[Dataset entries]
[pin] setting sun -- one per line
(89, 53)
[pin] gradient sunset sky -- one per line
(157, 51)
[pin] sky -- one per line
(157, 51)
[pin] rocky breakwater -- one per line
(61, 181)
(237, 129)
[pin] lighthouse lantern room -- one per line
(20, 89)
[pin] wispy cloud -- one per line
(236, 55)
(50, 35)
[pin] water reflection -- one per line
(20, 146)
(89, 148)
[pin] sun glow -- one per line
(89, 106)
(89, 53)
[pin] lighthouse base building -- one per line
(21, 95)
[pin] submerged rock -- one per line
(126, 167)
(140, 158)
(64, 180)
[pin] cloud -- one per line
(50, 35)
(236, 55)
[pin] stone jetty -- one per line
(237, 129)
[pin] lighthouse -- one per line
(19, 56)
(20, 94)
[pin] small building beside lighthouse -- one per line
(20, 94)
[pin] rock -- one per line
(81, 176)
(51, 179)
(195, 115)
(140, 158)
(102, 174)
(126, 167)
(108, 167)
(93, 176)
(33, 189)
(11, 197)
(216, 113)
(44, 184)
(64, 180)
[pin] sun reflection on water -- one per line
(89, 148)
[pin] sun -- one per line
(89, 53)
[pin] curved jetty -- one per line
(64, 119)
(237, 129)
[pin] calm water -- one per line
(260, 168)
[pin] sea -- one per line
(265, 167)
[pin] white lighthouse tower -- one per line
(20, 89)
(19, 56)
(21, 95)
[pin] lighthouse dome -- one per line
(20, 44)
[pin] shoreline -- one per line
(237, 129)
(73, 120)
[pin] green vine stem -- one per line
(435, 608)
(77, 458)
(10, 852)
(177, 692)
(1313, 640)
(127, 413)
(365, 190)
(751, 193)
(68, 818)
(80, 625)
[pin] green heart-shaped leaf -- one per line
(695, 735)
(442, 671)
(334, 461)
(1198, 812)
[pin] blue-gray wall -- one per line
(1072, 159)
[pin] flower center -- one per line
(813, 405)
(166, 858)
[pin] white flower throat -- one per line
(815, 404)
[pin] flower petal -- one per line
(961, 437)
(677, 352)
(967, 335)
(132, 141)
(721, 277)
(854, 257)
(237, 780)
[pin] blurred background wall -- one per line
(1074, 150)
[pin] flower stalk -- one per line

[Written request]
Rewrite the listing above, replacing every occurrence of "lighthouse" with "beacon" and leaving all other text unchanged.

[Written response]
[pin] setting sun -- one per line
(89, 53)
[pin] gradient sunset sky -- one per line
(157, 51)
[pin] sky -- one per line
(157, 51)
[pin] rocky breakwater -- one per line
(61, 181)
(237, 129)
[pin] beacon lantern room -- one per line
(20, 89)
[pin] wispy cloud -- one per line
(236, 55)
(50, 35)
[pin] water reflection -- one per line
(20, 146)
(89, 148)
[pin] sun glow -- one per line
(89, 106)
(89, 53)
[pin] beacon base building -- one per line
(21, 95)
[pin] submerged rock -- one per line
(126, 167)
(140, 158)
(64, 180)
[pin] cloud -- one per line
(50, 35)
(236, 55)
[pin] stone jetty -- one per line
(237, 129)
[pin] beacon -- one per line
(19, 56)
(20, 94)
[pin] small building beside beacon -- one per line
(20, 94)
[pin] rock -- one per line
(81, 176)
(51, 179)
(195, 115)
(140, 158)
(102, 174)
(126, 167)
(108, 167)
(93, 176)
(33, 189)
(11, 197)
(216, 113)
(44, 184)
(64, 180)
[pin] sun reflection on water -- one per line
(89, 148)
[pin] sun -- one per line
(89, 53)
[pin] curved jetty -- one per line
(64, 119)
(237, 129)
[pin] calm water -- one per line
(260, 168)
[pin] sea -- one per line
(265, 167)
[pin] white beacon tower -- one per line
(20, 89)
(19, 56)
(21, 95)
[pin] beacon dome -- one per line
(20, 44)
[pin] shoreline -- one per line
(237, 129)
(73, 120)
[pin] green vine stem -- one per line
(435, 608)
(77, 458)
(10, 852)
(177, 692)
(1313, 640)
(127, 413)
(365, 190)
(751, 193)
(68, 818)
(80, 625)
[pin] green heart-shaped leaf -- one per line
(695, 735)
(442, 671)
(334, 461)
(1198, 812)
[pin] blue-gray wall -- one per line
(1072, 159)
[pin] flower center -- one per line
(813, 405)
(166, 858)
[pin] white flower throat -- one per line
(815, 404)
[pin] flower petal -- one per line
(961, 437)
(677, 352)
(967, 335)
(132, 141)
(721, 277)
(854, 257)
(237, 780)
[pin] blurred background wall -- one per line
(1074, 150)
[pin] flower stalk -- one per line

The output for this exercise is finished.